__WORK TASK__: Write the entries below out again exactly, but skip the pictures.

*** Opening RECORDS FOR THIS EXERCISE ***

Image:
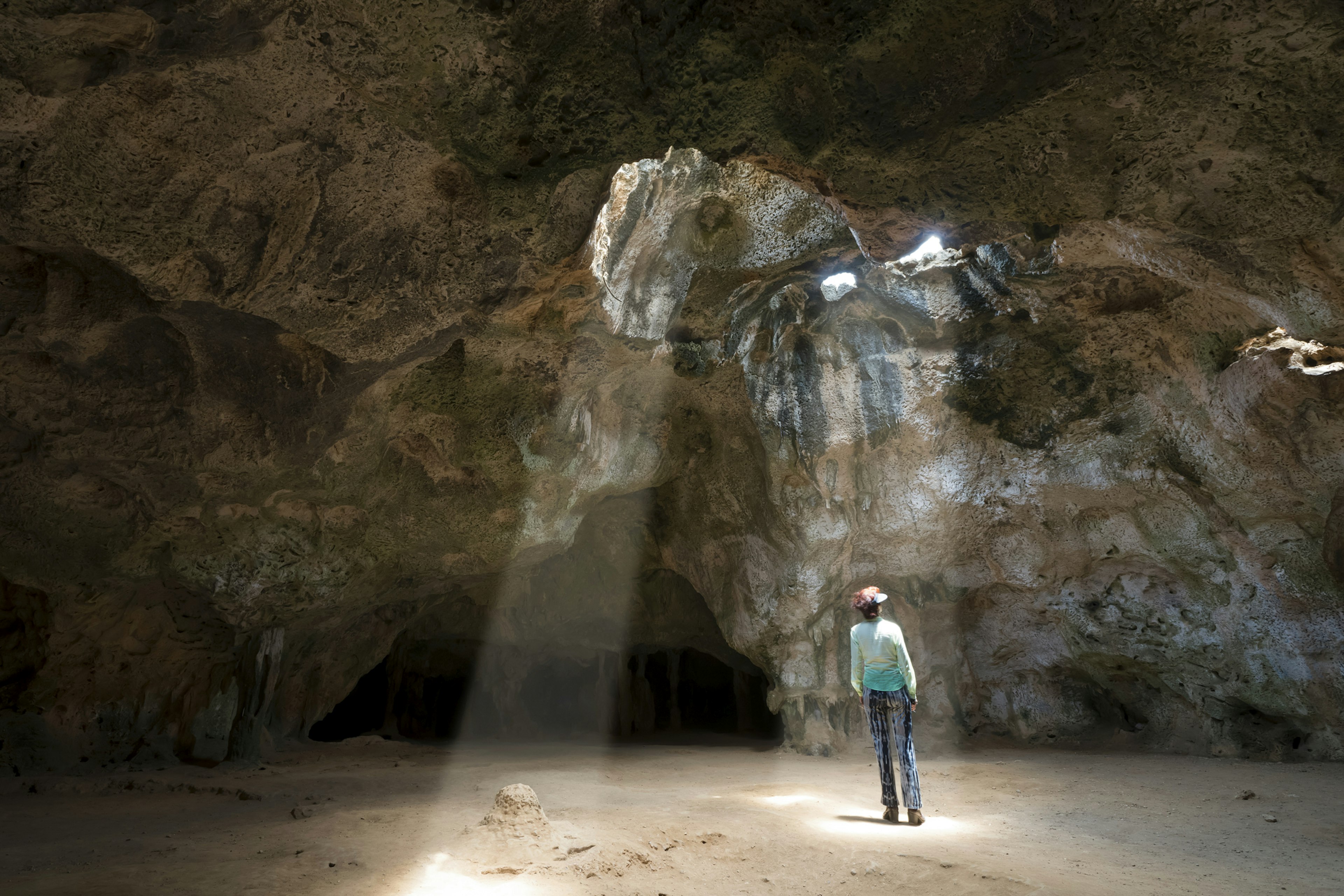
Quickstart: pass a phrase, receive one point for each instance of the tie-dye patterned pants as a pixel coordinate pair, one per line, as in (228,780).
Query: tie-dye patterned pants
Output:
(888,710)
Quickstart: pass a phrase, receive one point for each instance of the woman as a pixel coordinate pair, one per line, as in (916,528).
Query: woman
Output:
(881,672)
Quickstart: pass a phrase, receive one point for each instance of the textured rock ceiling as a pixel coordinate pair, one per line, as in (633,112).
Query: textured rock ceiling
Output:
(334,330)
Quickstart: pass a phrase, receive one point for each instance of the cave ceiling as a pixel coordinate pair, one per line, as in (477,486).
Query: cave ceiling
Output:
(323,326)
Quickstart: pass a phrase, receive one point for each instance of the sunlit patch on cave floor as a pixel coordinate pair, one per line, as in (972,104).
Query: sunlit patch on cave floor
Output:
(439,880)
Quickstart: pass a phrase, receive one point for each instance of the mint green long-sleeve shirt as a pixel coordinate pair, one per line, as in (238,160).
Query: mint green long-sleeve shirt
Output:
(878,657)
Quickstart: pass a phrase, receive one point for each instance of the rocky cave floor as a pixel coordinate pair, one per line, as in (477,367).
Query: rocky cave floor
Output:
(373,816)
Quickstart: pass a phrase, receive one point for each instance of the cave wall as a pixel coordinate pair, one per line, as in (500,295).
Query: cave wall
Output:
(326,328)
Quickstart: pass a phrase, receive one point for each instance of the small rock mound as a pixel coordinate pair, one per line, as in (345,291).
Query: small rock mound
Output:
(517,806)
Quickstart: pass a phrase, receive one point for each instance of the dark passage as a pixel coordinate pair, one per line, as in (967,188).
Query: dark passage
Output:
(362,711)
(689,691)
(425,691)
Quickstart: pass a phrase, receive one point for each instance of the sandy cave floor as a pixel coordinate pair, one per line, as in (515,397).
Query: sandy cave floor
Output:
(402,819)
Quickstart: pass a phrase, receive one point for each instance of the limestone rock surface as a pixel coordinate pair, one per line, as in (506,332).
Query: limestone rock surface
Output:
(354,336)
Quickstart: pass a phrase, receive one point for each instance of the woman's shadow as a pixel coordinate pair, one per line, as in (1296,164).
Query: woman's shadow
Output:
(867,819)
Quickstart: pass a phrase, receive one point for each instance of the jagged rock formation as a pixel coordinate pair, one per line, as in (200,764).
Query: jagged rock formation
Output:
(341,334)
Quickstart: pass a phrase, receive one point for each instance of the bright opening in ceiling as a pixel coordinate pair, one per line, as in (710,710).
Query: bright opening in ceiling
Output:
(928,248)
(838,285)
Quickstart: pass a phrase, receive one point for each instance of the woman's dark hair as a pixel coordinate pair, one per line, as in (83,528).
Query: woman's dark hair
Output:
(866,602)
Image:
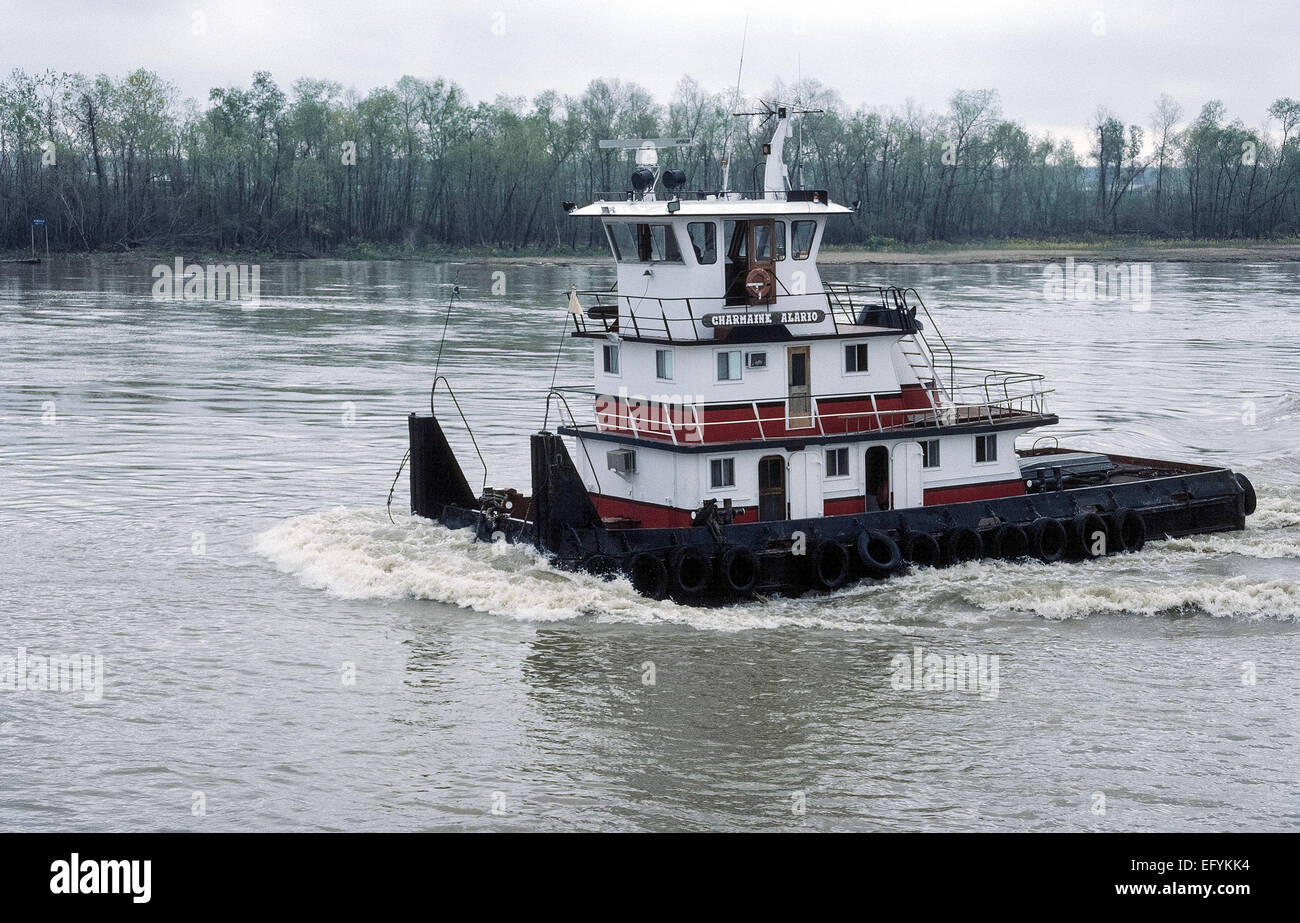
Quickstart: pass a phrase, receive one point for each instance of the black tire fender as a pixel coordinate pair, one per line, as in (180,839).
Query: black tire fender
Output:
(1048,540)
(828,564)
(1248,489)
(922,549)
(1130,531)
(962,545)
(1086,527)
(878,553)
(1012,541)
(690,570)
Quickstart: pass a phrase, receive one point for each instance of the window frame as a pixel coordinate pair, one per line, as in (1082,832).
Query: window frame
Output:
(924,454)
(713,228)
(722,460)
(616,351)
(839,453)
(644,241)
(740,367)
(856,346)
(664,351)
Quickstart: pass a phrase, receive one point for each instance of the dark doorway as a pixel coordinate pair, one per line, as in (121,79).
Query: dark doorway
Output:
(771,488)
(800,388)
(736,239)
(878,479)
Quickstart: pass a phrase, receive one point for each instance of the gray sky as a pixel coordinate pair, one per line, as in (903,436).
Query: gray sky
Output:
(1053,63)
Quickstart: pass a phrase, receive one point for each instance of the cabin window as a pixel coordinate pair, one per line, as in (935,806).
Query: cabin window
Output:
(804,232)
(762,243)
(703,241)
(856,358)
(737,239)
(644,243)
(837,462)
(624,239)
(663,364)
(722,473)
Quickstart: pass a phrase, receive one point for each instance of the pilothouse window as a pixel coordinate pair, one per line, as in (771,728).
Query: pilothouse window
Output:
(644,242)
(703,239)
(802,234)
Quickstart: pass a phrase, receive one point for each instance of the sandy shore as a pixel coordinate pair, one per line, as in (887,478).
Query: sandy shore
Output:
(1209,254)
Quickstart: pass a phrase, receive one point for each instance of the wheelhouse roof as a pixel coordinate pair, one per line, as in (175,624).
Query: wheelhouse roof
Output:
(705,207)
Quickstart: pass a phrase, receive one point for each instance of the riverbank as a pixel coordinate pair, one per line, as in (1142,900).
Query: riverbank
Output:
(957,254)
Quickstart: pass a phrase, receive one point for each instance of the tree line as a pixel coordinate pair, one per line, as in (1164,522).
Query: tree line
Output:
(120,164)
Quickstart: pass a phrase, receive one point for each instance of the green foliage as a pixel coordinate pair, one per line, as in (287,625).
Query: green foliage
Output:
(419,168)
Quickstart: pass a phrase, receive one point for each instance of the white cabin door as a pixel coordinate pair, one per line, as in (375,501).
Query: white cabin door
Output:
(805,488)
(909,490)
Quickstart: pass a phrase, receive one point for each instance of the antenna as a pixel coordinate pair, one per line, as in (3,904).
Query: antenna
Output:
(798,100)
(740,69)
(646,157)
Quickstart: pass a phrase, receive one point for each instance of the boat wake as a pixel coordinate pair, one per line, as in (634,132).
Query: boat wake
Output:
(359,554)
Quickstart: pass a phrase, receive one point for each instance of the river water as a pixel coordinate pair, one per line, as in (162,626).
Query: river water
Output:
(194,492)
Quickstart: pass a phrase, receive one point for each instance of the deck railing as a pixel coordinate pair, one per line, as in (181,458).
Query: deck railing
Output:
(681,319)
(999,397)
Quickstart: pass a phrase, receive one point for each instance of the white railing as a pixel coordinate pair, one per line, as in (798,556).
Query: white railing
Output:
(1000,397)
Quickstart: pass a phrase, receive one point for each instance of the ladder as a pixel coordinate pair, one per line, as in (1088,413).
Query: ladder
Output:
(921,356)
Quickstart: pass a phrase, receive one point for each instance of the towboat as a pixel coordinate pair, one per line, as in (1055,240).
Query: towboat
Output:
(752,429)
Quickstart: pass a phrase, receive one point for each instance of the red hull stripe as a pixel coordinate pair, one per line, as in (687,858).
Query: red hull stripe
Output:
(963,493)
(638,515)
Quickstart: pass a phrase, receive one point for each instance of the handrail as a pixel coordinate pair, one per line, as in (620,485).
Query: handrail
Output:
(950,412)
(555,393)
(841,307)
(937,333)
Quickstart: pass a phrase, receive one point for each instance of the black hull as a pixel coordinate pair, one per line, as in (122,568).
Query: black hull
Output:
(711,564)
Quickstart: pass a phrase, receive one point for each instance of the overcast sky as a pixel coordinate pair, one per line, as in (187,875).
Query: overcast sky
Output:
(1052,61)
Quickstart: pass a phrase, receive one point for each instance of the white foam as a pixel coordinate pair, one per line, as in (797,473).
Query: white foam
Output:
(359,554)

*** Closing RECORDS FOR THIS EXERCISE ***

__RESPONSE BELOW__:
Image:
Quickstart: pass a phrase, receive one point for each instance of the tie-dye patterned pants as a pixel coordinate pair, one per line, as in (228,780).
Query: tie-dye patterned pants
Output:
(888,710)
Quickstart: pass a phrase, receive one point for each instance of the woman as a pixel coordinate pair, one per line, as in (916,528).
Query: woman
Output:
(881,672)
Quickstart: pass a phrase, receive one point for each instance of the textured rock ceiling as a pixel coordinate pair, one per line, as in (633,112).
Query: textured rock ceiling
Output:
(334,330)
Quickstart: pass a phrase, receive one point for each instance of the cave ceiling as a pixel coordinate pair, one per line, as in (477,486).
Query: cave ceiling
Output:
(323,326)
Quickstart: pass a phrase, receive one point for each instance of the sunlit patch on cave floor as a pixel coordinate pair, one per line, as in (972,104).
Query: sunlit patch on cave floor
Output:
(439,880)
Quickstart: pass a phrase, receive one point for each instance of the mint green long-sleeve shirt as a pixel coordinate pair, one per line, as in (238,160).
Query: mint green long-sleeve shirt
Output:
(878,657)
Quickstart: pass a phrase, receive one point for each instance of the rocky cave floor as a pixel coordinate pair, one per line, as in (477,367).
Query: rocky cave floor
Output:
(373,816)
Quickstart: pass a phrase, receive one point for each instance of the cave wall as a pixel coordinate pair, one per line, as in (500,295).
Query: cave wall
Output:
(326,328)
Quickstart: pass a phrase, receive one point for each instance of the small rock mound as a pixel coordinate pair, one per line, as in (345,291).
Query: small rock mound
Output:
(517,806)
Quickstart: pass a phrase, receive one point for each instance of the dark passage as a pixel coordinate pair, one per line, as in (967,188).
Query: dark passage
Output:
(362,711)
(689,691)
(425,691)
Quickstart: pass a phrase, receive one point for each instance of the sandy cave floor as a pixel coordinate pair, one per line, as in (515,397).
Query: sandy cave floor
Output:
(402,819)
Quickstart: pass a phrase, receive one point for each instance of the limestone rock surface as a pixel coordinate pair, one per line, as in (506,332).
Query: limestone rock surface
Output:
(354,336)
Quickstart: pass a phrase, receive one point for each instance of the woman's shadow as a pixel coordinate pair, one per line, as in (1296,164).
Query: woman's shadow
Output:
(867,819)
Quickstart: pass a phrase, receive one point for each instance of the jagged rock formation as a pixel coordinate pair, one per line, as in (200,764).
Query: jagged rock formation
Output:
(341,334)
Quickstart: pass a phrase, receive one point for each instance of the bright opening in ceiling as a pixel coordinate pair, one per line, as in (710,710).
Query: bright opening in ceiling
Output:
(928,248)
(838,285)
Quickstart: pass a phrase, receive one point for each instance of the woman's dark hair as a pixel coordinate pair, one per line, as in (83,528).
Query: woman's dark hair
Output:
(866,602)
Image:
Quickstart: pass a phrase, receive one point for each instance of the black tire fender as a pixel coordinate pair, one per line, as in (180,839).
Query: black tire fender
Output:
(1048,540)
(828,564)
(1248,489)
(922,549)
(1130,531)
(962,545)
(1086,527)
(878,553)
(1012,541)
(690,570)
Quickstart: pass a phrase, receive one point for each instance of the window frame as a pixel coordinate pair, one per line, as in (1082,832).
Query: window frame
Output:
(924,454)
(713,228)
(722,460)
(616,351)
(839,453)
(644,241)
(740,367)
(856,346)
(664,351)
Quickstart: pass a phrase, receive one point for each instance of the dark doorway as a pixel coordinate pair, one per line, as in (121,79).
Query: dark doorway
Output:
(771,488)
(800,388)
(736,239)
(878,479)
Quickstart: pass a phrase, receive one point for each instance of the gray sky as a pixel coordinate pair, one per line, as in (903,436).
Query: gray sky
Output:
(1053,63)
Quickstart: pass a phrase, receive one point for each instance of the cabin window as a pixel coordinate pair, one per line, as in (935,806).
Query: cabin window
Output:
(804,232)
(762,243)
(703,241)
(856,358)
(737,239)
(644,243)
(837,462)
(624,239)
(663,364)
(722,473)
Quickstart: pass a phrase, receive one point for each instance of the pilothouse window as a pixel coordinate pair, one per line, as in (771,728).
Query: pilothouse window
Output:
(644,242)
(703,239)
(802,234)
Quickstart: pass a phrase, receive one point for each instance of the sandy shore as a pixel coordinate pair, one per line, as in (887,478).
Query: sandy shore
Output:
(1209,254)
Quickstart: pass a phrase, receive one point for each instance of the wheelhouse roof as a pixel coordinate pair, one per line, as in (175,624).
Query: wheelhouse roof
Output:
(705,207)
Quickstart: pass a phrase, receive one point for each instance of the riverbank as a pixel coordinate pair, one per line, as in (1142,900).
Query: riverbank
Output:
(957,254)
Quickstart: pass a phrase, receive one point for each instance of the tree line as a pixel coordinate pair, one per line, as in (1164,522).
Query: tree line
Output:
(120,164)
Quickstart: pass a phrase, receive one point for each instance of the green foliage as a pixel coordinate pair, one per line, as in (287,625).
Query: green foliage
Output:
(419,168)
Quickstart: pass a phrase, receive one point for each instance of the white cabin door as a pixel coordinate pair, one per line, as in (375,501).
Query: white cabin door
Output:
(805,488)
(909,490)
Quickstart: pass a phrase, receive one point for each instance of the antenna as a pixel coordinate pair, one per line, as in (3,904).
Query: antenna
Output:
(798,100)
(740,69)
(646,157)
Quickstart: pass a phrase, receive one point for each instance of the boat wake as a pixel coordinate pair, one per line, as in (634,132).
Query: boat wake
Output:
(359,554)
Quickstart: pass a phrase, receive one point for each instance of the river water as a pixel coordinate pair, one per line, as in (162,626).
Query: river water
Output:
(194,492)
Quickstart: pass a phrase, receive one point for each instance of the deck railing as a pixel coordinate pair, one per line, as in (181,458).
Query: deck railing
Output:
(681,319)
(999,397)
Quickstart: pass a phrase, receive one point for each instance of the white railing as a pixel coordinate pair, one per line, as in (798,556).
Query: white railing
Output:
(1000,397)
Quickstart: pass a phrase, receive one point for each instance of the ladder as a pixel coordinate pair, one per line, as in (1088,413).
Query: ladder
Output:
(921,356)
Quickstart: pass a phrase, receive one point for each instance of the towboat as a pixel coordinate pair, one per line, as in (1055,240).
Query: towboat
Output:
(752,429)
Quickstart: pass a phrase, receive one point for each instance of the red hull stripe as a pixel coordinate pair, one per line, as in (687,858).
Query: red hull stripe
Output:
(963,493)
(638,515)
Quickstart: pass a phrase, receive one point for each instance of the handrail as a pixel coordinate pair, one per line, as in (620,485).
Query: handrail
Output:
(950,412)
(555,393)
(841,307)
(937,333)
Quickstart: pass a phrase, receive one point for each instance of the black hull as a pixel coordinate pair, one per line, as in (122,568).
Query: black hull
Output:
(711,564)
Quickstart: pass a phrase, receive one point for each instance of the overcast sky as a pixel coordinate pair, one per line, as in (187,875).
Query: overcast sky
Output:
(1052,61)
Quickstart: pass a phrase, receive one point for each instance of the white foam as a pixel coordinate pair, one per line, as in (797,473).
Query: white foam
Output:
(359,554)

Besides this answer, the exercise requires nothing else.